►

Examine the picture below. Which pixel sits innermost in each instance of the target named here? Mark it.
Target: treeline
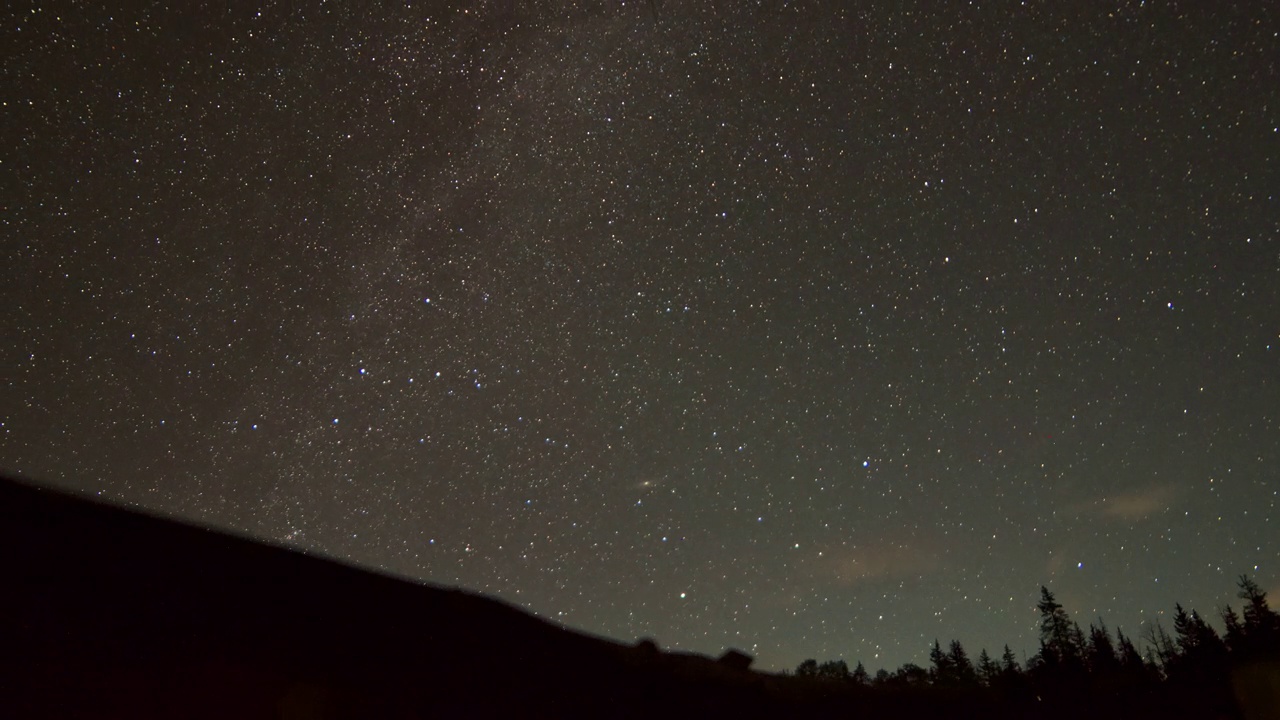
(1073, 660)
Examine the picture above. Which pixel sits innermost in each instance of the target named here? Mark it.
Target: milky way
(809, 331)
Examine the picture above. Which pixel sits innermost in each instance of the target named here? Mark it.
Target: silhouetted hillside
(115, 614)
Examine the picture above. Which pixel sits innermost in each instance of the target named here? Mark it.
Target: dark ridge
(110, 613)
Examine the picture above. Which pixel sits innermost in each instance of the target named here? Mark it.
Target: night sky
(814, 329)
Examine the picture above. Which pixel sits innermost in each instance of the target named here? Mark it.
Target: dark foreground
(106, 613)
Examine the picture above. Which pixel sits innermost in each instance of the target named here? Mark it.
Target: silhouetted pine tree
(1133, 668)
(1233, 630)
(1009, 662)
(1101, 656)
(833, 670)
(860, 675)
(961, 668)
(941, 671)
(988, 671)
(1060, 637)
(1261, 624)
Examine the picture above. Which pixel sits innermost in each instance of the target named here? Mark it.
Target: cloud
(882, 560)
(1139, 505)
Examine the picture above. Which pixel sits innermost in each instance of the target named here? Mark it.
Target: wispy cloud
(881, 560)
(1138, 505)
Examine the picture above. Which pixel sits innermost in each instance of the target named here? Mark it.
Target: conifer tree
(941, 671)
(1101, 657)
(987, 669)
(961, 668)
(860, 675)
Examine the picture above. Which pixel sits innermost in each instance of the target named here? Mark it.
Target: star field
(812, 331)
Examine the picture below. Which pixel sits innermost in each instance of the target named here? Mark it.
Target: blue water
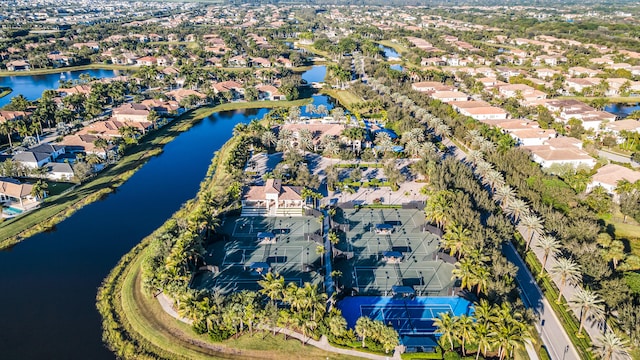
(11, 211)
(49, 281)
(389, 53)
(325, 100)
(317, 73)
(622, 110)
(407, 316)
(32, 86)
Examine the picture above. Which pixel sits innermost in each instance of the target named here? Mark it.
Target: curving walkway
(167, 305)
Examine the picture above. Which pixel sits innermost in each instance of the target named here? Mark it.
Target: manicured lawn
(346, 98)
(65, 69)
(58, 207)
(618, 99)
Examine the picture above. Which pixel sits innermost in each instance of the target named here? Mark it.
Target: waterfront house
(273, 199)
(18, 65)
(610, 175)
(12, 193)
(131, 112)
(39, 155)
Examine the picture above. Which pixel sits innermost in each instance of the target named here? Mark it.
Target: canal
(49, 282)
(32, 86)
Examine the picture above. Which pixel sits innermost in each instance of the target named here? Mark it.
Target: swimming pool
(408, 316)
(11, 211)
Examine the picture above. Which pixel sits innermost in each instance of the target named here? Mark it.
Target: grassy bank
(65, 69)
(135, 326)
(57, 208)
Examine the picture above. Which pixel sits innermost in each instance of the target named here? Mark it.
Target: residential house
(181, 94)
(270, 92)
(39, 155)
(608, 177)
(273, 199)
(449, 96)
(12, 192)
(582, 71)
(18, 65)
(431, 86)
(146, 61)
(561, 150)
(131, 112)
(238, 61)
(617, 127)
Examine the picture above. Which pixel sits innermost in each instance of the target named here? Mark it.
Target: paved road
(552, 333)
(551, 330)
(617, 158)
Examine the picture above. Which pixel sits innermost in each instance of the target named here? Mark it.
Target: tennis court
(250, 247)
(391, 247)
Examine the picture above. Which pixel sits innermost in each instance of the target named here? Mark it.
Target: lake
(32, 86)
(49, 281)
(317, 73)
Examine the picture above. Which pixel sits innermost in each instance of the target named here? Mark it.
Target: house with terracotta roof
(39, 155)
(273, 199)
(561, 150)
(610, 175)
(449, 96)
(18, 65)
(131, 112)
(270, 92)
(15, 194)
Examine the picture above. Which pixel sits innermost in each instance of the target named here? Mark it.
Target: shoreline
(135, 323)
(99, 66)
(60, 207)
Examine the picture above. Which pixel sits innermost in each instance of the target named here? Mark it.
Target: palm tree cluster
(492, 329)
(564, 223)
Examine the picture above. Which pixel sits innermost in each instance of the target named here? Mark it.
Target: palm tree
(591, 306)
(610, 345)
(320, 250)
(568, 271)
(533, 224)
(482, 339)
(39, 189)
(464, 272)
(456, 238)
(7, 128)
(364, 327)
(549, 246)
(464, 328)
(505, 195)
(516, 209)
(446, 326)
(272, 286)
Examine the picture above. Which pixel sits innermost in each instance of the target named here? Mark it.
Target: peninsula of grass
(4, 91)
(96, 66)
(136, 326)
(59, 207)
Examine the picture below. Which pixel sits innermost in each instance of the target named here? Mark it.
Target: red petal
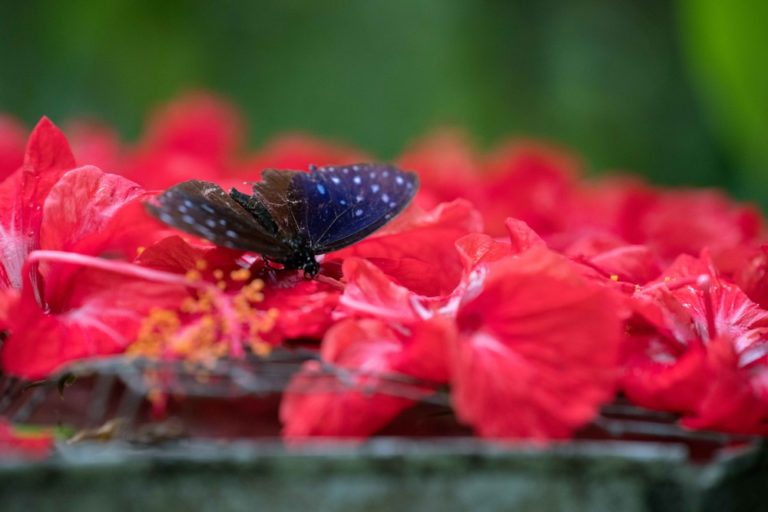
(371, 292)
(12, 139)
(318, 404)
(82, 203)
(418, 251)
(22, 194)
(537, 352)
(92, 313)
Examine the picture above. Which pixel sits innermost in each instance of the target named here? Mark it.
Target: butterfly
(291, 216)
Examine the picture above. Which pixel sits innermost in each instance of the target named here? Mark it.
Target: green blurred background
(676, 90)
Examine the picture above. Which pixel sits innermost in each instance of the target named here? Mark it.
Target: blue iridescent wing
(344, 204)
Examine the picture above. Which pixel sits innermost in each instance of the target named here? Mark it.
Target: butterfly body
(291, 216)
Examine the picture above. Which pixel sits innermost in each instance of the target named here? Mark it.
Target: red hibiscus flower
(417, 249)
(66, 311)
(31, 445)
(22, 194)
(371, 373)
(697, 339)
(13, 136)
(537, 349)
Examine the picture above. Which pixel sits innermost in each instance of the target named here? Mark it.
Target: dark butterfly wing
(277, 195)
(345, 204)
(205, 210)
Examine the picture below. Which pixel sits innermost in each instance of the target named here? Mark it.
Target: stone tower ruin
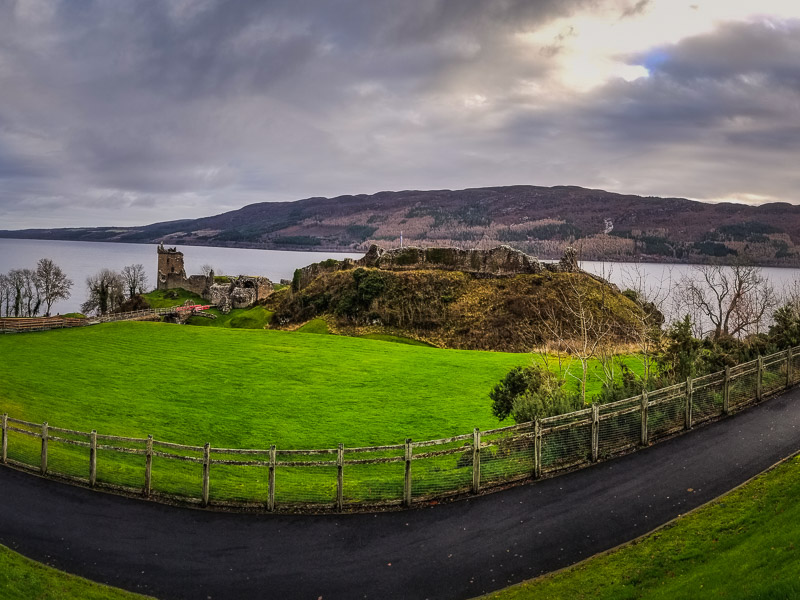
(170, 267)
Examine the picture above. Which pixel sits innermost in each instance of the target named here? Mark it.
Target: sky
(127, 113)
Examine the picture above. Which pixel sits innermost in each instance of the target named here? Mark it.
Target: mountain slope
(538, 220)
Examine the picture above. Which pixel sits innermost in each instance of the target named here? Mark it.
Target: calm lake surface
(79, 260)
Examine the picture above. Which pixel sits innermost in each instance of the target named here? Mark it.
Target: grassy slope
(246, 388)
(314, 326)
(451, 309)
(21, 577)
(743, 546)
(163, 298)
(256, 317)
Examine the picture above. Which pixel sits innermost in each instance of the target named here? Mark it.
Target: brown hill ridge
(542, 221)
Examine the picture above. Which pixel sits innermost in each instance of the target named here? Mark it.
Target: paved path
(457, 550)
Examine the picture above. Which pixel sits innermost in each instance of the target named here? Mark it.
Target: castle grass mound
(454, 309)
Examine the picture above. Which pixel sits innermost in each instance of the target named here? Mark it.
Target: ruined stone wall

◄

> [TASK STATEMENT]:
Using the records above, retype everything exactly except the pictures.

> [ANSWER]:
Examine the picture below. Which pixel sits innermost in each instance of the target named here? Mark it.
Target: treeline
(1073, 660)
Examine the picture above. Which pixel sits innermost in each instance of the target named here? Mark it.
Target: milky way
(809, 331)
Examine the picture above. Which pixel sits innermost in each instance of the target named here? Mark it.
Target: silhouetted hillside
(115, 614)
Examine the picture above. Which pixel sits innermost in each instance of the target named here? Mark it.
Target: dark ridge
(110, 613)
Examine the picture above. Which pixel sits innermost in each instance of the target named here? Mark it.
Target: night sky
(814, 329)
Examine the picture above. Which pixel sits innermost in each instance of the target named here? Mark it.
Target: dark foreground
(106, 613)
Examine the picture above. Which pixel sits innermost in each instance of the target named here? Mark it.
Target: silhouetted pine tree
(1133, 668)
(1233, 630)
(1009, 662)
(1101, 656)
(833, 670)
(860, 675)
(961, 668)
(941, 671)
(988, 671)
(1060, 637)
(1261, 624)
Examine the picture above. Which pixel sits innermost in each instance of the target named here? Mark it.
Target: cloud
(882, 560)
(1139, 505)
Examine the picture above. Which pixel sits innermost in each instance of the target named here? Mark it.
Target: wispy cloud
(881, 560)
(1138, 505)
Examine the picture above. Which pixel sits innermost in each instance of the target named here? Mark it.
Target: conifer tree
(941, 671)
(1101, 657)
(987, 669)
(961, 668)
(860, 675)
Examine the picture above. Which pixel sits innermost in each instance of the target named here? Mark it.
Target: star field
(812, 331)
Examine the picture below. Which pixel sits innermost in each instance of the target named here? Mark it.
Target: blue water
(11, 211)
(49, 281)
(389, 53)
(325, 100)
(317, 73)
(622, 110)
(407, 316)
(32, 86)
Examine the picture above. Which pixel sits innermost in each instance of the target named here? Mark it.
Target: curving walkway
(167, 305)
Examine the picture above. Which pixel sits innermost in each instance of the target named here? Mark it.
Target: manicured lawn
(346, 98)
(65, 69)
(58, 207)
(618, 99)
Examine the picture above. Which pixel sits innermost in each instance of the target named here? Mark it.
Target: waterfront house
(273, 199)
(18, 65)
(610, 175)
(12, 193)
(131, 112)
(39, 155)
Examine the picture above. Which pixel sits innermost in each instance of the target named here? Mark it.
Target: canal
(49, 282)
(32, 86)
Examine the picture above. Which pixel sits innermost in each instance of the target named here? Mark it.
Target: swimming pool
(408, 316)
(11, 211)
Examine the picture above. Which pixel sits innermost in each instance of the target named here? Mark it.
Target: grassy bank
(65, 69)
(135, 326)
(57, 208)
Examine the picture above. Which pixel sits innermost in each instance of the target named here? Mark it.
Target: residential house
(181, 94)
(270, 92)
(39, 155)
(608, 177)
(273, 199)
(449, 96)
(12, 192)
(582, 71)
(18, 65)
(431, 86)
(146, 61)
(561, 150)
(131, 112)
(238, 61)
(617, 127)
Examine the picture above. Which pixel sits innermost in each instance of the target named here? Mark it.
Target: paved road
(552, 333)
(551, 330)
(617, 158)
Examine the picture above. Which pixel sits innermost in each instance of the target named here? Mark it.
Target: tennis court
(250, 247)
(391, 247)
Examine the picture above. Which pixel sits innermost in each instance of the target named here? Mark it.
Target: lake
(32, 86)
(49, 281)
(317, 73)
Examine the picture above. Which pixel sits innermost in each instance of the target named here? Mark it.
Target: house with terracotta roof
(39, 155)
(273, 199)
(561, 150)
(610, 175)
(449, 96)
(18, 65)
(131, 112)
(270, 92)
(15, 194)
Examine the picture above. Which pixel sits innermost in each instance of the target named here? Mark it.
Target: shoreline
(135, 323)
(99, 66)
(60, 207)
Examine the picture above. Which pixel sits innermost in each instance of the target named here? Mark it.
Target: palm tree cluster
(492, 329)
(564, 223)
Examine the picture above. Which pixel sits innermost in each instance of the target named here? Mark it.
Target: palm tree
(591, 306)
(610, 345)
(320, 250)
(568, 271)
(533, 224)
(482, 339)
(39, 189)
(464, 272)
(456, 238)
(7, 128)
(364, 327)
(549, 246)
(464, 328)
(505, 195)
(516, 209)
(446, 326)
(272, 286)
Examine the picture above. Which pixel sits innermost in each instance of the target named here? Mark it.
Target: peninsula of grass
(4, 91)
(96, 66)
(136, 326)
(59, 207)
Examine the picture below. Which pixel sits innermost in each instance of the target named here? Mark it.
Target: red petal
(371, 292)
(12, 139)
(318, 404)
(82, 203)
(418, 251)
(22, 194)
(537, 352)
(92, 313)
Examine the picture above. Which pixel sits innermost in each instance of the target named here? Mark it.
Target: butterfly
(291, 216)
Examine the picture above. Which pixel sits innermost in each instance of the target named here? Mark it.
Target: green blurred background
(676, 90)
Examine the picture above. Which pixel sits innermost in each instance of the target named here? Mark it.
Target: blue iridescent wing
(344, 204)
Examine the picture above. Which pixel sits innermost in each instance of the target named here? Mark it.
Target: butterfly body
(291, 216)
Examine the picture above. Which pixel sits innermost in each instance of the target named here? Mark it.
Target: red hibiscus flower
(417, 249)
(66, 311)
(31, 445)
(22, 194)
(371, 373)
(697, 339)
(13, 136)
(537, 349)
Examine the picture above. Which pixel sits innermost in each instance of the target named here? Mark it.
Target: dark butterfly wing
(277, 195)
(345, 204)
(205, 210)
Examine the picture below. Which pixel sits innermost in each instance of the target named here? Mark it.
Target: stone tower ruin
(170, 267)
Examine the picture above. Which pixel sits innermost in each instance of the target named here? Mark it.
Target: sky
(127, 113)
Examine the picture above. Which pixel sits innermost in each instance of the target named here? Mark it.
Target: mountain slope
(538, 220)
Examine the picture above. Which pixel sits innermost in each instance of the target named here? Mark it.
Target: calm lake surface
(79, 260)
Examine the picture above. Which pixel sits innermost in each instance of the target named here? Mark it.
Target: grassy slope
(246, 388)
(314, 326)
(451, 309)
(21, 577)
(743, 546)
(163, 298)
(256, 317)
Examine the picture above. Which pixel sits innermost in each instance of the target named here? Mark it.
Target: brown hill ridge
(542, 221)
Examine the picture above. Which pixel sits innermost in each instance of the target named here? Mark it.
Target: paved path
(457, 550)
Examine the picture above. Which pixel sits innermost in each instance of the target named here? Mark it.
Target: castle grass mound
(454, 309)
Examine the picture above. Which pixel sits innermost in each instance of the target named here? Mark it.
Target: ruined stone wall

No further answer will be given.